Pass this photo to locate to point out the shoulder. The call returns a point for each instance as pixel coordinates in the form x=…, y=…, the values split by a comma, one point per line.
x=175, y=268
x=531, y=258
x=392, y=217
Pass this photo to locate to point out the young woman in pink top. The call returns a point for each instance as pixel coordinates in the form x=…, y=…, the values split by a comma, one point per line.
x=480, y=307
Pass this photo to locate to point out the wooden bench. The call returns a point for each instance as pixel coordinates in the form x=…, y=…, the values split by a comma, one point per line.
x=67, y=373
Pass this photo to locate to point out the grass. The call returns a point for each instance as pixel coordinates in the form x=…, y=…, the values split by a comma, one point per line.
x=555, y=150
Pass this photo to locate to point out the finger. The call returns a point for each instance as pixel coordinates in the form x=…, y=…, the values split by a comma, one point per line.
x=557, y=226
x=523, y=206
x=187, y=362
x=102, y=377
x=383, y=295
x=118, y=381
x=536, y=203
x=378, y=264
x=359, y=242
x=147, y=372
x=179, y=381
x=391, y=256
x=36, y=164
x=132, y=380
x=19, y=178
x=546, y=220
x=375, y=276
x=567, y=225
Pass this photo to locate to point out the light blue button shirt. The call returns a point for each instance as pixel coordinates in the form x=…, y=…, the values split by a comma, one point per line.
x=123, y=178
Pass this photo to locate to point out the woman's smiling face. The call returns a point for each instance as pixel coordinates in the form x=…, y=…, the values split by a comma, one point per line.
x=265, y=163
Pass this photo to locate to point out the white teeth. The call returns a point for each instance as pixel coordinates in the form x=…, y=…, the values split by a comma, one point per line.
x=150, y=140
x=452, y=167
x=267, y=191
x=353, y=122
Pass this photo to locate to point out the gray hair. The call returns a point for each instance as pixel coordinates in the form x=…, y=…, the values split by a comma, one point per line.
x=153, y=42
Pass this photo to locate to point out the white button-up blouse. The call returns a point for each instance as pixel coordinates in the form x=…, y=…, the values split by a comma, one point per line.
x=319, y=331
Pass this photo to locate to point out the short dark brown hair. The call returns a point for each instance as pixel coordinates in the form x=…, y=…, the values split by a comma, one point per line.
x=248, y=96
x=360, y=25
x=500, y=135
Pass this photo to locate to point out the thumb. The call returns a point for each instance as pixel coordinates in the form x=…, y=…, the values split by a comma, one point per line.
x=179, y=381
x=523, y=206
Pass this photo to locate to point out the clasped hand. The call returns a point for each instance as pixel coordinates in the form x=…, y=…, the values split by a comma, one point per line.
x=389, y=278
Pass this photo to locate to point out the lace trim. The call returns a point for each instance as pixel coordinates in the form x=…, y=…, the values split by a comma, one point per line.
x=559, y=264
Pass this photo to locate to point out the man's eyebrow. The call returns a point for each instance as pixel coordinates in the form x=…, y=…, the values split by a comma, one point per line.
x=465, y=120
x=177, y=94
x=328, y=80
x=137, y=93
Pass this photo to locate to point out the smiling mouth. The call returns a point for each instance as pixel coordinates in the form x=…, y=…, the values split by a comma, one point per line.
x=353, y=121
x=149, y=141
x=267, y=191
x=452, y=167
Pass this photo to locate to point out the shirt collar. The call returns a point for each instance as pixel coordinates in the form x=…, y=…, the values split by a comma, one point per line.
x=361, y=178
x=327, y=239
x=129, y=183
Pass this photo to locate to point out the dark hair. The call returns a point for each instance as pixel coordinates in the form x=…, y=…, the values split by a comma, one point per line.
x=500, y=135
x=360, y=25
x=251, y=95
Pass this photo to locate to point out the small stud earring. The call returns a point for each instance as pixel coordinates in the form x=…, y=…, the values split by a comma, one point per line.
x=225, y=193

- _REQUIREMENT_
Would you write out the full listing exactly as given?

- _THE COMPLETED TASK_
Pass this photo to locate to point out the shoulder. The call returns a point for each instance as pixel coordinates in the form x=…, y=…, the values split by a comma, one point per line.
x=175, y=268
x=531, y=258
x=392, y=217
Pass this photo to locate to point out the young woman in pink top. The call returns a point for each instance as pixel coordinates in the form x=…, y=…, the values split by a comma, one point per line.
x=480, y=307
Pass this photo to locate to point out the wooden bench. The call returns a point for each instance as pixel coordinates in the form x=…, y=…, the values split by a comma, one point per line.
x=67, y=373
Pass this photo to locate to point out the grass. The call returns a point for each instance as pixel coordinates in the form x=…, y=…, the values split by a comma, one point per line.
x=555, y=150
Pass this photo to locate to point out the finger. The call returns a point for each instance as pixel coordinates in the form x=…, y=…, the values split by a comma, one point per line.
x=557, y=226
x=523, y=206
x=187, y=362
x=102, y=377
x=383, y=295
x=118, y=381
x=536, y=203
x=378, y=264
x=359, y=242
x=147, y=372
x=179, y=381
x=391, y=256
x=36, y=164
x=132, y=380
x=19, y=178
x=546, y=220
x=375, y=276
x=567, y=225
Pass this photo to locate to point out the light blue button shirt. The call returns a point for each instance as pixel coordinates in the form x=…, y=…, the values split by a comma, one point per line.
x=123, y=178
Pass this photo to locate to point out the woman's smiling face. The call returns a point for each instance as pixel coordinates in the form x=…, y=…, the values split by a comma, one point per line.
x=265, y=163
Pass this photo to locate to point out the white teeth. The call returns a point for each instance as pixel coordinates in the form x=…, y=…, the values split by a comma, one point per line.
x=150, y=140
x=452, y=167
x=267, y=191
x=353, y=122
Pass this photo to locate to point out the gray hair. The call returns a point for each instance as pixel coordinates in the form x=…, y=…, the values split by a comma, one point per line.
x=153, y=42
Pass this photo to locate to point out the white button-up blouse. The call returns a point for each instance as pixel coordinates in the form x=…, y=…, the values split by a comma, one point per line.
x=319, y=331
Pass this photo to locate to point out the short dark brown hair. The call returns a point for each instance as pixel coordinates in the form x=…, y=…, the values split by a comma, one point per line.
x=248, y=96
x=360, y=25
x=500, y=135
Pass this photo to locate to point out the thumb. The call returns a point for each instance as pixel coordinates in the form x=…, y=…, the values split by a comma, one point per line.
x=179, y=381
x=523, y=206
Pass this photo to locate to point out the clasped hand. The call returns a point for each instance as pixel coordinates in the form x=…, y=…, the values split by a comma, one point per line.
x=389, y=278
Pass this photo to locate to point out the lace trim. The call returns a point for each instance as pixel coordinates in the form x=…, y=…, the values split by a comma, one point per line.
x=559, y=264
Pass this photo to locate to point out the man's eyebrow. The call returns a point for each instance as pixel coordinates in the form x=…, y=…, the values split by a comma, one point per line.
x=465, y=120
x=177, y=94
x=328, y=80
x=137, y=93
Pass this photo to locate to point out the smiling mouth. The call returns a point for each instance as pixel coordinates in the form x=…, y=…, the values split by a comma, one point per line.
x=353, y=121
x=149, y=141
x=267, y=191
x=452, y=167
Pass this photo to locate to point out the shirt collar. The call returns a point for each instance as pixel coordinates in the form x=…, y=…, the values split by a comma, one point per line.
x=361, y=178
x=327, y=239
x=129, y=183
Pass this photo to locate to point out the dark hair. The call returns a point for each instance as pixel coordinates in the form x=…, y=…, the values split by a comma, one point per line.
x=500, y=135
x=360, y=25
x=251, y=95
Pass this photo to locate to point out the small stud earring. The call returns a point for each instance as pixel coordinates in the form x=…, y=…, the values split by a comma, one point per line.
x=225, y=193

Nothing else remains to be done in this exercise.